DATASET CONTENT »
□ □ □ □ □
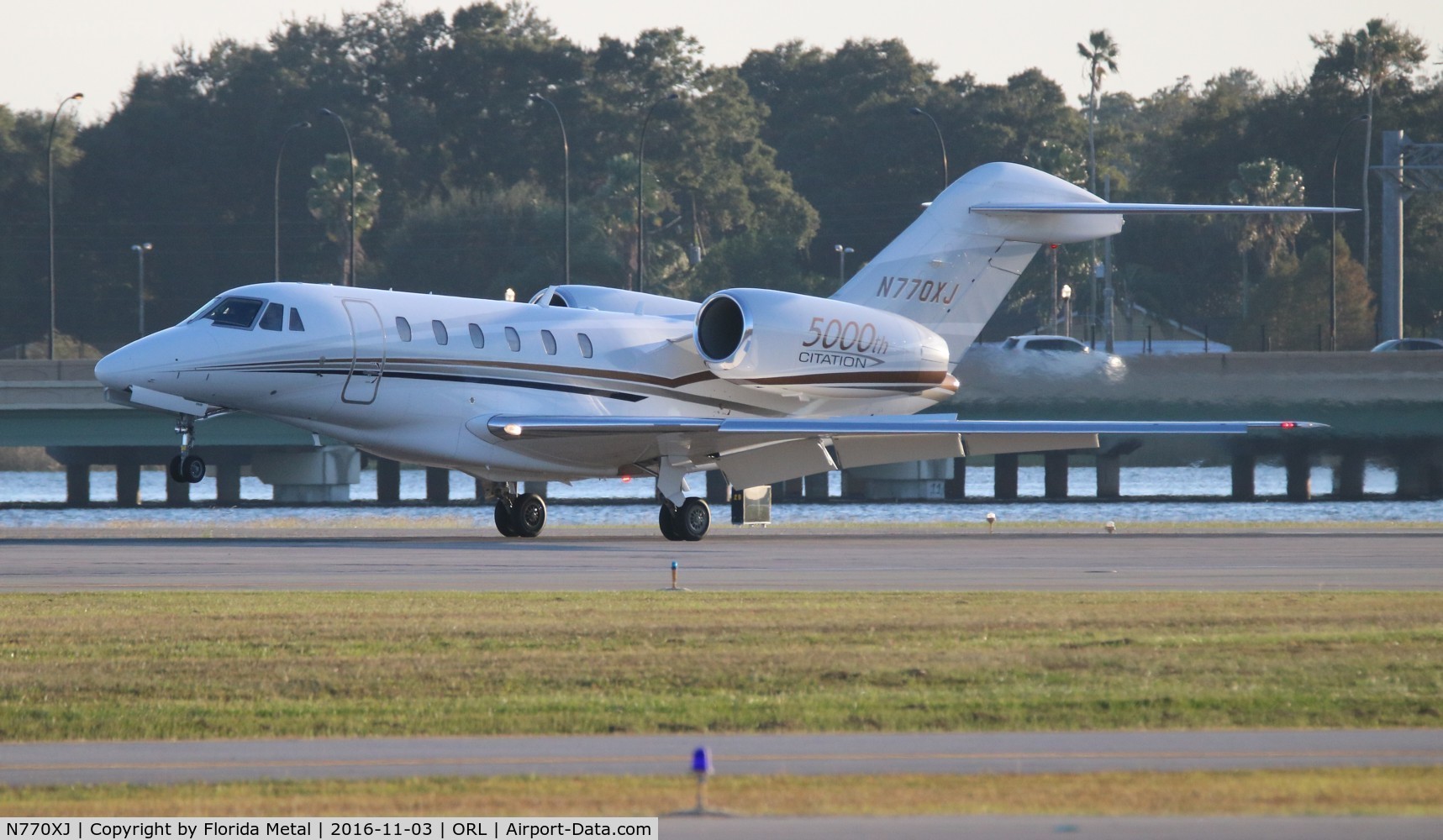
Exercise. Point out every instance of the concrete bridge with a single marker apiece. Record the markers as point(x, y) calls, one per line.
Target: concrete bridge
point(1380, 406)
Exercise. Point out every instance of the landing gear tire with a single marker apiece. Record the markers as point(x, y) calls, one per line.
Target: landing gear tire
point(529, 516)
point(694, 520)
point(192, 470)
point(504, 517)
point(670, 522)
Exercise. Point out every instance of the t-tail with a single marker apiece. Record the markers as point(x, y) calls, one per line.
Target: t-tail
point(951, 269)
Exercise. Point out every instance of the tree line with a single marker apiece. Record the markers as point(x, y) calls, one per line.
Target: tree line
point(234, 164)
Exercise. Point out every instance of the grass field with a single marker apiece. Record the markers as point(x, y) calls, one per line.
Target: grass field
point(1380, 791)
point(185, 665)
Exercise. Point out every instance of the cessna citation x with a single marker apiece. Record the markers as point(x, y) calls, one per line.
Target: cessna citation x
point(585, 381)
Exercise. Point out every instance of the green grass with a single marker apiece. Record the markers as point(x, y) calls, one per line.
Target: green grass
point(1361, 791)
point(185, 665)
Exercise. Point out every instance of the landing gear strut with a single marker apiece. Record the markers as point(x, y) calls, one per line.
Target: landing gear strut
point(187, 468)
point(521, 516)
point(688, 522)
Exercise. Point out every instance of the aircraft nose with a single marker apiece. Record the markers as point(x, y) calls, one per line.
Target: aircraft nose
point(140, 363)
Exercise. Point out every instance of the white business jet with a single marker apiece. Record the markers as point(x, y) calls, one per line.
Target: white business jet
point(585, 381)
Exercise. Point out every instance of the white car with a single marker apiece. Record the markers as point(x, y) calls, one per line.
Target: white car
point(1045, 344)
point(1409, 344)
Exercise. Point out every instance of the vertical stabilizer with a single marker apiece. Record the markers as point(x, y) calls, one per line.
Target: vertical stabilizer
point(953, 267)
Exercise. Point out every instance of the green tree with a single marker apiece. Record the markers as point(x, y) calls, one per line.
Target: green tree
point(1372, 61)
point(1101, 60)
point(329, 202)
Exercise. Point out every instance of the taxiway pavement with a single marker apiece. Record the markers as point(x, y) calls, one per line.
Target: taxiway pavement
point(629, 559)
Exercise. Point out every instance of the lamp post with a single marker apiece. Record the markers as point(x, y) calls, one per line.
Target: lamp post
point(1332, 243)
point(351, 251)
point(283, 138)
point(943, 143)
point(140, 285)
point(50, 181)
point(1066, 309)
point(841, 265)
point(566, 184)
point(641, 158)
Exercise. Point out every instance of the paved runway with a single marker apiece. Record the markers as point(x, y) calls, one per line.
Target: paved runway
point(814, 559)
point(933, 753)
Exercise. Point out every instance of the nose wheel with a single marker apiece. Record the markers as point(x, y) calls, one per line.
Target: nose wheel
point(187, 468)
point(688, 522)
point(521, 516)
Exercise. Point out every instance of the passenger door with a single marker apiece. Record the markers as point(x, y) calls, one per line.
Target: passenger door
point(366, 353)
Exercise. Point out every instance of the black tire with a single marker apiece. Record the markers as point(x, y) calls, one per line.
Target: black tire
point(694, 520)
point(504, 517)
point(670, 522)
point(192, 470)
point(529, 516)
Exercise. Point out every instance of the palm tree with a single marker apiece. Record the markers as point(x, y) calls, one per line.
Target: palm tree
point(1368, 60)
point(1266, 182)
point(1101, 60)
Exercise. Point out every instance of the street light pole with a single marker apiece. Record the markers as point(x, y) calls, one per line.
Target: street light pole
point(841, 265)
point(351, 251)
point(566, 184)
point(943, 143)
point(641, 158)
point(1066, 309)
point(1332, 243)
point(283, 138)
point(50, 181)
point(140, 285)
□ □ □ □ □
TASK BRIEF »
Quote the records above exactly, leaving out any pictures.

ANSWER TO THE PROBLEM »
Exercise. Point out every instance of the concrete bridge with a single marker apiece. Record the markers as point(x, y) calls, one per line.
Target: concrete bridge
point(1380, 406)
Exercise. Point out every instance of the landing gear tire with a single marker apiece. Record the markers as point(x, y) calls, one per line.
Target: landing gear tire
point(529, 516)
point(694, 520)
point(192, 470)
point(504, 517)
point(670, 522)
Exercise. Point out every instance of the t-tail with a single marker apiece. Record the markers as point(x, y) calls, one per line.
Target: t-tail
point(951, 269)
Exercise. Point out every instance of the tree line with a single marker apiece. Record the markers as point(x, y) calls, one per line.
Target: tree line
point(234, 164)
Exercise. Point out every instance of the grass field with a single marker apiece. Record the markers as point(x, y) calls, one per line.
Target: grass field
point(1380, 791)
point(185, 665)
Exercise. Point out every instance of the cessna citation x with a single marker apiece. Record the markers as point(x, y) calls, one per line.
Target: cessna citation x
point(585, 381)
Exercise. Point out every instance of the green grass with a single marker apiece. Record the markers as point(x, y) calls, one per line.
Target: green grass
point(1361, 791)
point(185, 665)
Exercise. Point out every instance of the landing gear strut with a single marker apiece. Record the markers as point(x, y) calls, one per line.
Target: landing gear strut
point(187, 468)
point(521, 516)
point(688, 522)
Exercise. Point out every instance of the aircraft nose with a single marker apiece. Record the markers as point(x, y) calls, one per line.
Target: aircraft nose
point(140, 363)
Exercise. Point out every instance of the white business jet with a single marker apiece. Record the markers as point(x, y) calls, one per line.
Target: white business jet
point(585, 381)
Exercise. Point out every instance of the white car with a single marker apiece. Record the markers as point(x, y) calls, one per line.
Target: white car
point(1045, 344)
point(1409, 344)
Exercise. Point out every instance of the vertical stabilizer with a single marker apiece. Record the markers as point(x, y) calls, one per line.
Target: vertical stabilizer
point(953, 267)
Exercise. Point out every instance of the green tree with a single marker apiece. Record the markers as point(x, y) calls, one per line.
Target: green tree
point(1372, 61)
point(1101, 60)
point(329, 202)
Exercise. Point out every instance of the taxiway pavement with a single marker apiece. Record the markers as point(x, y) calls, one per line.
Target: taxiway pavement
point(629, 559)
Exercise. Point out every instance of the lamp post with a single marker apiece. Record the markers as point(x, y) calls, one per line.
Target: lamp post
point(1332, 243)
point(351, 251)
point(283, 138)
point(943, 143)
point(140, 285)
point(50, 181)
point(1066, 309)
point(841, 265)
point(566, 184)
point(641, 158)
Exercise. Point out every instance of the paved runway with a single marker apiece. Record the markers as point(x, y) calls, one per line.
Target: paved runway
point(814, 559)
point(933, 753)
Exercise. Point out every instance of the nose wheel with a single marker apiece. Record the markers as point(x, y) calls, one per line.
Target: nose wheel
point(187, 468)
point(688, 522)
point(521, 516)
Exercise. Point out every instance of the passenger door with a single marker apiece. Record the markers as point(x, y) calls, one per line.
Target: passenger door
point(366, 353)
Exercise. Point out every instance of the black tire with a single marker apiece. Record the markers as point(x, y) calls, one per line.
Target: black tire
point(694, 520)
point(504, 517)
point(670, 522)
point(192, 470)
point(529, 516)
Exercise. Point out every instance of the palm tree with a single marker apiece. Record the markers as point(x, y) calls, one per line.
Target: palm tree
point(1368, 60)
point(1266, 182)
point(1101, 60)
Exercise. Point out every instance of the street light pole with a single marker apiece. Record the markers as point(x, y) calls, one per line.
Target: street light pole
point(841, 265)
point(351, 251)
point(566, 184)
point(943, 143)
point(641, 158)
point(1066, 309)
point(1332, 243)
point(283, 138)
point(50, 181)
point(140, 285)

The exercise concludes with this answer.